[Source data]
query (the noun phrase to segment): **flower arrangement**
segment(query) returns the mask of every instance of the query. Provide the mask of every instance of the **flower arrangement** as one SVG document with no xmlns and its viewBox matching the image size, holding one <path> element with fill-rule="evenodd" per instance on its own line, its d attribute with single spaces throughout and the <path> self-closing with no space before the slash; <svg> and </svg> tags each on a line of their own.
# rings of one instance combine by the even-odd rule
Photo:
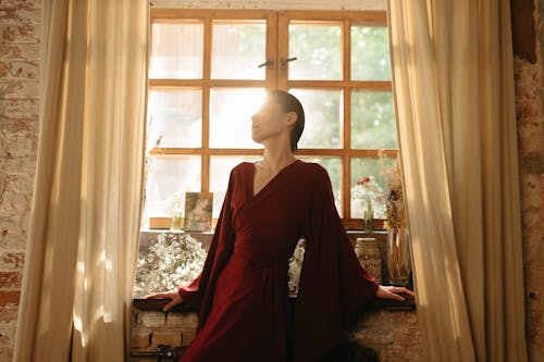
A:
<svg viewBox="0 0 544 362">
<path fill-rule="evenodd" d="M 370 210 L 376 219 L 385 217 L 384 191 L 376 183 L 374 176 L 366 176 L 357 182 L 357 187 L 353 191 L 353 197 L 363 201 L 363 213 Z"/>
<path fill-rule="evenodd" d="M 207 252 L 187 234 L 160 234 L 149 252 L 138 259 L 136 288 L 160 291 L 191 282 L 202 270 Z"/>
<path fill-rule="evenodd" d="M 385 208 L 387 210 L 387 224 L 396 229 L 405 228 L 408 224 L 403 192 L 403 179 L 400 164 L 396 160 L 392 166 L 384 165 L 384 158 L 381 155 L 381 172 L 385 178 L 386 197 Z"/>
</svg>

Stated goal
Reproduce the lines above with "flower arrangement" changed to "bouquet" wherever it occurs and everything else left intact. Omit the pictures from your answer.

Exercise output
query (the noun phrase to segment): **bouquet**
segment(query) returns the mask of every instance of the query. Provide the mask of every instance of the **bouquet** as one SVG document with no xmlns and its viewBox matching the image size, holding one <path> element with fill-rule="evenodd" per instance on its own line, its d attribute with single spaces throughout and the <path> self-closing with no space before the slash; <svg> and </svg> tags each on a line of their own.
# rings of one instance combine by the even-odd rule
Photo:
A:
<svg viewBox="0 0 544 362">
<path fill-rule="evenodd" d="M 370 210 L 376 219 L 385 217 L 384 191 L 376 183 L 374 176 L 366 176 L 357 182 L 357 187 L 353 191 L 353 197 L 363 201 L 363 213 Z"/>
<path fill-rule="evenodd" d="M 207 252 L 187 234 L 160 234 L 149 252 L 138 259 L 136 288 L 160 291 L 191 282 L 202 270 Z"/>
<path fill-rule="evenodd" d="M 385 208 L 387 210 L 387 224 L 396 229 L 405 228 L 408 224 L 403 192 L 403 179 L 400 164 L 396 160 L 392 166 L 384 165 L 384 158 L 381 155 L 381 172 L 385 178 L 386 197 Z"/>
</svg>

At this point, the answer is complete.